Objective:
Give only the number of lines in the items below that contain the string "ridge".

Data shown:
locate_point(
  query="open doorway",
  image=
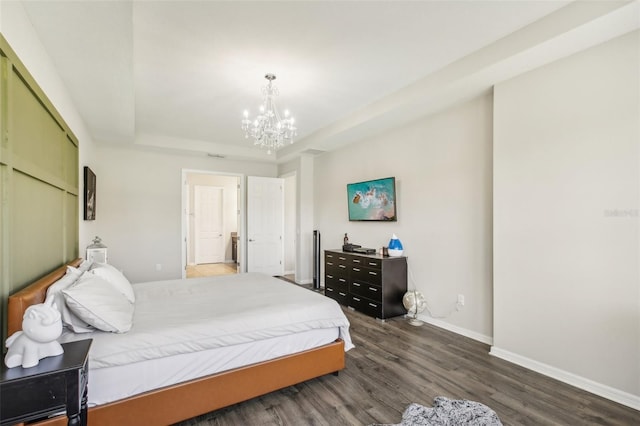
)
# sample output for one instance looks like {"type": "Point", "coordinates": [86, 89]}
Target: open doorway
{"type": "Point", "coordinates": [211, 223]}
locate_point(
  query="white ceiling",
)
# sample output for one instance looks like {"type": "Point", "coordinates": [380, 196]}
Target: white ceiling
{"type": "Point", "coordinates": [178, 74]}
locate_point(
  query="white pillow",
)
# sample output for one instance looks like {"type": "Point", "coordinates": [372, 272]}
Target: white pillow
{"type": "Point", "coordinates": [100, 304]}
{"type": "Point", "coordinates": [115, 277]}
{"type": "Point", "coordinates": [54, 295]}
{"type": "Point", "coordinates": [85, 265]}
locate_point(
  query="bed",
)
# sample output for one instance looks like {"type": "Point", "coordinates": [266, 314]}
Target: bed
{"type": "Point", "coordinates": [218, 370]}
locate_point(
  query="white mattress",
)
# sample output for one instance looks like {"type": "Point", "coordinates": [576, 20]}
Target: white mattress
{"type": "Point", "coordinates": [113, 383]}
{"type": "Point", "coordinates": [185, 329]}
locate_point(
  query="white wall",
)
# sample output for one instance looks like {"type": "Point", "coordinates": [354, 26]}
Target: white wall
{"type": "Point", "coordinates": [139, 202]}
{"type": "Point", "coordinates": [442, 166]}
{"type": "Point", "coordinates": [303, 167]}
{"type": "Point", "coordinates": [18, 31]}
{"type": "Point", "coordinates": [567, 186]}
{"type": "Point", "coordinates": [290, 223]}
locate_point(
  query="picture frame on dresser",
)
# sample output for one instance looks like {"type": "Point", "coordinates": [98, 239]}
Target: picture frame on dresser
{"type": "Point", "coordinates": [89, 194]}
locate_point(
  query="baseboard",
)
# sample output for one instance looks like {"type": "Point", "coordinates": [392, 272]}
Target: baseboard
{"type": "Point", "coordinates": [458, 330]}
{"type": "Point", "coordinates": [624, 398]}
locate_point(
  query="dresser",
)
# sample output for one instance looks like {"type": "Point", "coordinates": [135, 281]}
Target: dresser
{"type": "Point", "coordinates": [56, 384]}
{"type": "Point", "coordinates": [371, 284]}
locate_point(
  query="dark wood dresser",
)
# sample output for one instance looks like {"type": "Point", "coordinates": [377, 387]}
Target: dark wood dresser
{"type": "Point", "coordinates": [371, 284]}
{"type": "Point", "coordinates": [56, 384]}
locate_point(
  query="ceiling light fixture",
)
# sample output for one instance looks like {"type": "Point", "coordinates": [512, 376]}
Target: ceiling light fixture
{"type": "Point", "coordinates": [269, 130]}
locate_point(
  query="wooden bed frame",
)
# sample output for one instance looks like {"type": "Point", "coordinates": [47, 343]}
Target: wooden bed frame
{"type": "Point", "coordinates": [189, 399]}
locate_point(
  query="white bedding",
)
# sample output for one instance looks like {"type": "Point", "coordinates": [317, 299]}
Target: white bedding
{"type": "Point", "coordinates": [232, 320]}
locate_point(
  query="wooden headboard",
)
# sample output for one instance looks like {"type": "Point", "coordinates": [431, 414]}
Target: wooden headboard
{"type": "Point", "coordinates": [32, 294]}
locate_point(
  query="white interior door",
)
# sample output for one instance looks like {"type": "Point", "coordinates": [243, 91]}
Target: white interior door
{"type": "Point", "coordinates": [265, 225]}
{"type": "Point", "coordinates": [209, 244]}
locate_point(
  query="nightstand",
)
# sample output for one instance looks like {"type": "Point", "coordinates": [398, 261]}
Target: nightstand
{"type": "Point", "coordinates": [55, 384]}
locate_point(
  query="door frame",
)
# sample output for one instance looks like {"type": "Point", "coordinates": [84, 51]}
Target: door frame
{"type": "Point", "coordinates": [242, 267]}
{"type": "Point", "coordinates": [197, 223]}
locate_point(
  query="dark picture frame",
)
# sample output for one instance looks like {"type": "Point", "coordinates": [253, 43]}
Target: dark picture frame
{"type": "Point", "coordinates": [89, 194]}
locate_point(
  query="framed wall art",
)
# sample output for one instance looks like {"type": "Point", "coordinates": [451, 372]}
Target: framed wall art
{"type": "Point", "coordinates": [89, 194]}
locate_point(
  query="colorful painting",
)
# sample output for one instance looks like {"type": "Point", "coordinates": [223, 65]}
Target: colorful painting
{"type": "Point", "coordinates": [373, 200]}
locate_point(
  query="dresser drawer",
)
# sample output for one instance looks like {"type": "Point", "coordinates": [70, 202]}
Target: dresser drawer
{"type": "Point", "coordinates": [336, 269]}
{"type": "Point", "coordinates": [367, 262]}
{"type": "Point", "coordinates": [367, 290]}
{"type": "Point", "coordinates": [366, 306]}
{"type": "Point", "coordinates": [337, 295]}
{"type": "Point", "coordinates": [367, 275]}
{"type": "Point", "coordinates": [338, 282]}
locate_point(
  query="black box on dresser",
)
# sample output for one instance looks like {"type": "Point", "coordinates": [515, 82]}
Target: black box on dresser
{"type": "Point", "coordinates": [369, 283]}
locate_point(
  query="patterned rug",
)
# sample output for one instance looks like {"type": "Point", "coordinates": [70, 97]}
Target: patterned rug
{"type": "Point", "coordinates": [449, 412]}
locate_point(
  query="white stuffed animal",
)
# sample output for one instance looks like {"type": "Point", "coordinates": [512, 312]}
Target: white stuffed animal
{"type": "Point", "coordinates": [41, 326]}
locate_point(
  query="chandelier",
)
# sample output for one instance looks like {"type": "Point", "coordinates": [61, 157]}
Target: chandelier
{"type": "Point", "coordinates": [269, 130]}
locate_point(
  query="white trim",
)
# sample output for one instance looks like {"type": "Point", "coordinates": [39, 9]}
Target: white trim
{"type": "Point", "coordinates": [596, 388]}
{"type": "Point", "coordinates": [458, 330]}
{"type": "Point", "coordinates": [241, 255]}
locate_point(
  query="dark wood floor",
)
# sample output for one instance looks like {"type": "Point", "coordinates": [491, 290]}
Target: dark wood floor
{"type": "Point", "coordinates": [395, 364]}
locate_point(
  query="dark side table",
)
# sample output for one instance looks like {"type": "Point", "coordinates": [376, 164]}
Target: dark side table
{"type": "Point", "coordinates": [56, 384]}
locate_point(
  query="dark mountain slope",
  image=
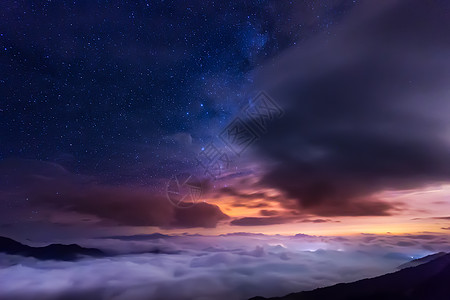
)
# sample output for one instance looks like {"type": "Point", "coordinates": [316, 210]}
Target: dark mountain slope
{"type": "Point", "coordinates": [50, 252]}
{"type": "Point", "coordinates": [428, 281]}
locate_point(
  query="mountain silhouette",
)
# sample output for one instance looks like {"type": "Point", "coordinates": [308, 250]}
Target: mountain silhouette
{"type": "Point", "coordinates": [51, 252]}
{"type": "Point", "coordinates": [427, 281]}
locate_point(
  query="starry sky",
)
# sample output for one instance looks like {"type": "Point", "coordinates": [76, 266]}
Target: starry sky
{"type": "Point", "coordinates": [102, 103]}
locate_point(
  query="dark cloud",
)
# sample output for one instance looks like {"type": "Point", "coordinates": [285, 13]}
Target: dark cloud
{"type": "Point", "coordinates": [47, 187]}
{"type": "Point", "coordinates": [257, 221]}
{"type": "Point", "coordinates": [365, 111]}
{"type": "Point", "coordinates": [268, 213]}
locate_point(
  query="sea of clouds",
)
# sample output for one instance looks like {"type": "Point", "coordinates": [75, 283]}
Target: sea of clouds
{"type": "Point", "coordinates": [237, 266]}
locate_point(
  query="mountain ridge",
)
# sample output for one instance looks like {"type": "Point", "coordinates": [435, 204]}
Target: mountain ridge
{"type": "Point", "coordinates": [427, 281]}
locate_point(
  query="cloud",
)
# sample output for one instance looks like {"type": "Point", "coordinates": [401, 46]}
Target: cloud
{"type": "Point", "coordinates": [239, 266]}
{"type": "Point", "coordinates": [257, 221]}
{"type": "Point", "coordinates": [365, 111]}
{"type": "Point", "coordinates": [49, 188]}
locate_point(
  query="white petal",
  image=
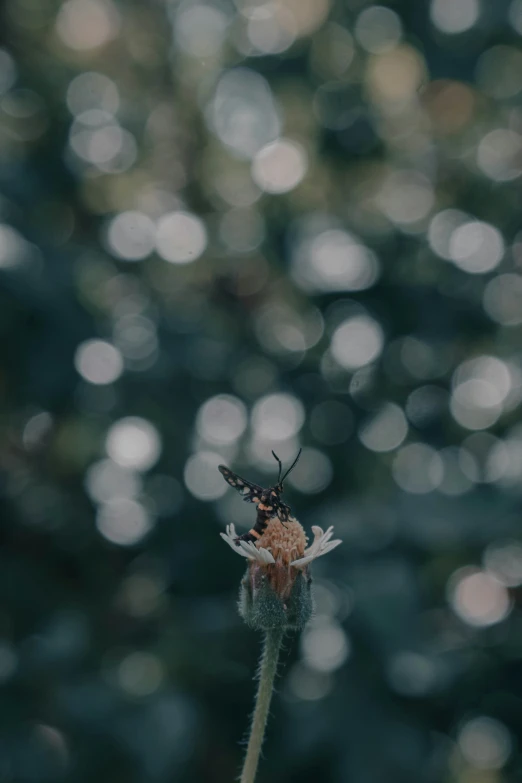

Full output:
2